--- Start of EXERCISE DATA ---

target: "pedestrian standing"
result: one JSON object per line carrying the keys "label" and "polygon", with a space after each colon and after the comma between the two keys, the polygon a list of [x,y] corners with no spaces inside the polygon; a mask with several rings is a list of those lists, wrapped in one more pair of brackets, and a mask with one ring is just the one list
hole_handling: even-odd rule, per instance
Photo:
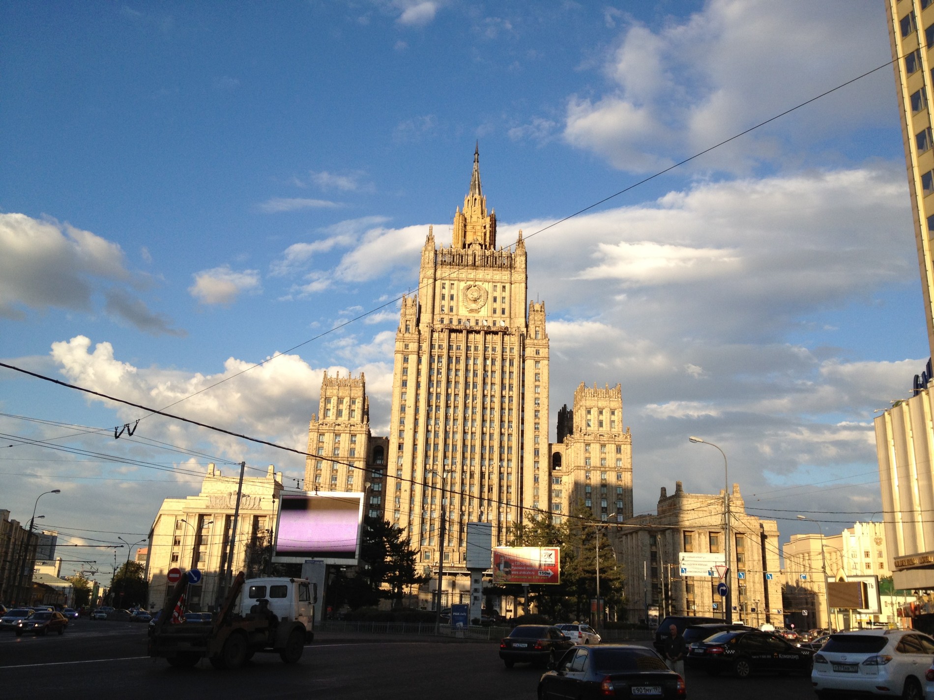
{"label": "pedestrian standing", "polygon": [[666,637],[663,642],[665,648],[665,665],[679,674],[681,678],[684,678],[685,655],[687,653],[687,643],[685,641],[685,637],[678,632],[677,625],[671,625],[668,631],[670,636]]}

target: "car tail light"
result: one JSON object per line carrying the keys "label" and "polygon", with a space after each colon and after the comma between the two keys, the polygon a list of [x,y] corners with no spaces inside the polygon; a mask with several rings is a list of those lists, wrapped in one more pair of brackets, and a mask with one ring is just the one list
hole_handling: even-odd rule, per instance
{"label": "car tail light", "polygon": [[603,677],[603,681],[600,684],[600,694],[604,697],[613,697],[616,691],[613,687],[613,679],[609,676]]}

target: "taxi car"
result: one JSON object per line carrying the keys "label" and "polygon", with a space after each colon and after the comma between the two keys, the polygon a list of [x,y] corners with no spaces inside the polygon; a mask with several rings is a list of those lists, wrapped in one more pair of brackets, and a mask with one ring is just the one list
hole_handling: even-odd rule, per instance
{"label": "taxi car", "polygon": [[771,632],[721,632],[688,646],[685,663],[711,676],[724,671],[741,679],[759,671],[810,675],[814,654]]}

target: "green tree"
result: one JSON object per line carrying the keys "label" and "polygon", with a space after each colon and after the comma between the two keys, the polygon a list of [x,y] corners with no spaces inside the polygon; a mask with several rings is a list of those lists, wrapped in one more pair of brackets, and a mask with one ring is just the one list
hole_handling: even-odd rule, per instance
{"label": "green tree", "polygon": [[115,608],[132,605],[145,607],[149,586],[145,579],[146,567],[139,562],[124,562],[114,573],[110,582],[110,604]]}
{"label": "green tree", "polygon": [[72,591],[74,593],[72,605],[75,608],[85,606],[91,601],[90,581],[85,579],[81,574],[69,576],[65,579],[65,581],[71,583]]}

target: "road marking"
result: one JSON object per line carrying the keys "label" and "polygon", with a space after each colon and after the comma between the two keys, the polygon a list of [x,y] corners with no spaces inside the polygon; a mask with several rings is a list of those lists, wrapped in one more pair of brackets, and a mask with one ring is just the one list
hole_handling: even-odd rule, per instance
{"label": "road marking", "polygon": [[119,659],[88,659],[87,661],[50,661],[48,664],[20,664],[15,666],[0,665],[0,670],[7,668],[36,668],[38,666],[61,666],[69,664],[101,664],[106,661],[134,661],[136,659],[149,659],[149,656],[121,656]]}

--- End of EXERCISE DATA ---
--- Start of EXERCISE DATA ---

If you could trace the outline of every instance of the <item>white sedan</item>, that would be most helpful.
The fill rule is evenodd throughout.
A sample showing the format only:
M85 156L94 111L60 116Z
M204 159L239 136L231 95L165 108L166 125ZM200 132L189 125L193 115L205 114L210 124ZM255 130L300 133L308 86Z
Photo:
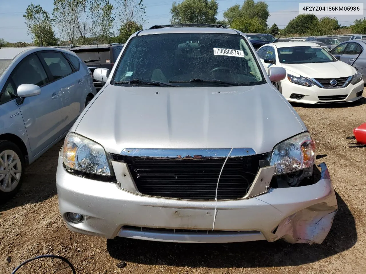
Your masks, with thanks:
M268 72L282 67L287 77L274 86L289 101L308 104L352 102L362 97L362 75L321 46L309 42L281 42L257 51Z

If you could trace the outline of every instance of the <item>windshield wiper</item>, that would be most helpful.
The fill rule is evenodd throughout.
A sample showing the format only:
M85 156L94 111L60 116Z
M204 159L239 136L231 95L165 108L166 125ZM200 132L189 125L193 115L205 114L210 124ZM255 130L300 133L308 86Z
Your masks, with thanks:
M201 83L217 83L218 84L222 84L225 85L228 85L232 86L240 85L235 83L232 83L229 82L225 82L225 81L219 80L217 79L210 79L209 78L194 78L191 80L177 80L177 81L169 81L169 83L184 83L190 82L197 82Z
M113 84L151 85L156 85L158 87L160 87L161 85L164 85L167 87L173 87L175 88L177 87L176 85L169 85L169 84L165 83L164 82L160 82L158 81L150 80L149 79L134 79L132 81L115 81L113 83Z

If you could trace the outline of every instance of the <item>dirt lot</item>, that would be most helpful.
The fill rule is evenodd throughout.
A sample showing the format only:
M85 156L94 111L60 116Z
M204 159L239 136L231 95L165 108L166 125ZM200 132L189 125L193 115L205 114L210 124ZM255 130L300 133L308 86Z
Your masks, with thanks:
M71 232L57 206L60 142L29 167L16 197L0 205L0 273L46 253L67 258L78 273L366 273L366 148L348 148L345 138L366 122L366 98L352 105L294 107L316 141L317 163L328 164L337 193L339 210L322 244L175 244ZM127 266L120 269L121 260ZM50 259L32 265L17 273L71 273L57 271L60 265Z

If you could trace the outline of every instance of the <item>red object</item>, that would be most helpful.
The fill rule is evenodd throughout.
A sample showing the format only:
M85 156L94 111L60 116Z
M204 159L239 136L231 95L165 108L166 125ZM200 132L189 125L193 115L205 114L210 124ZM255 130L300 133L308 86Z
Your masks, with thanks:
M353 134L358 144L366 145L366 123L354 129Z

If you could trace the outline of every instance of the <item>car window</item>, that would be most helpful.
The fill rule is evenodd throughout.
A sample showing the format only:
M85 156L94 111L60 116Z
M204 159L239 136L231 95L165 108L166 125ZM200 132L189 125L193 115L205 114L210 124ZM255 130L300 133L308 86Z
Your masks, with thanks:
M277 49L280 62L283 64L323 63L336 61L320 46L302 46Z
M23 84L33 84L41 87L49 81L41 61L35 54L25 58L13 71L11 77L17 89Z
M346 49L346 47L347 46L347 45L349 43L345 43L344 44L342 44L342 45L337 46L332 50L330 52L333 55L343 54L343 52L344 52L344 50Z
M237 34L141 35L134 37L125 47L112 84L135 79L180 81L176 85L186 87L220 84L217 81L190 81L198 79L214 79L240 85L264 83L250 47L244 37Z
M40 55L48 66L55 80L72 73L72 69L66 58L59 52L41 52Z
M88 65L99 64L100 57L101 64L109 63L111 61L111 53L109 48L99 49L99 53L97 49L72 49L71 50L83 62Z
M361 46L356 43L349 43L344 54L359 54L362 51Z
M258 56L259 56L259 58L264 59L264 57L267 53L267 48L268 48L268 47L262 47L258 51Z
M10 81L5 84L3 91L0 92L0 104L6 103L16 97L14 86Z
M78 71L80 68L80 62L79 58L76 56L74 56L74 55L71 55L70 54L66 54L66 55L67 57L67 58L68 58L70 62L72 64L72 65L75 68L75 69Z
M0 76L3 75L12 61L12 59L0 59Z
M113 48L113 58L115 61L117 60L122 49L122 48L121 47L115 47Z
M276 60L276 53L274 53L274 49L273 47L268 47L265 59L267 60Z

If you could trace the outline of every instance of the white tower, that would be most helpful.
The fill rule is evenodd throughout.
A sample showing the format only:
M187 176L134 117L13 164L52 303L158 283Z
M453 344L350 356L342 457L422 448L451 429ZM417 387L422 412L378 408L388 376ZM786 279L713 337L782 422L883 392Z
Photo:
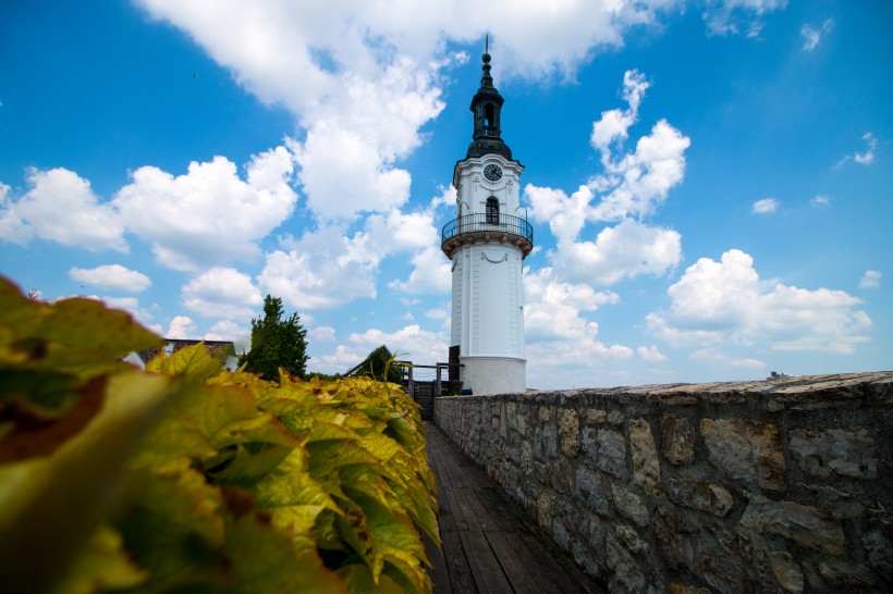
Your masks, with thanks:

--- End of EXERCISE DATA ---

Count how many lines of the listing above contain the string "white". Reply with that number alone.

2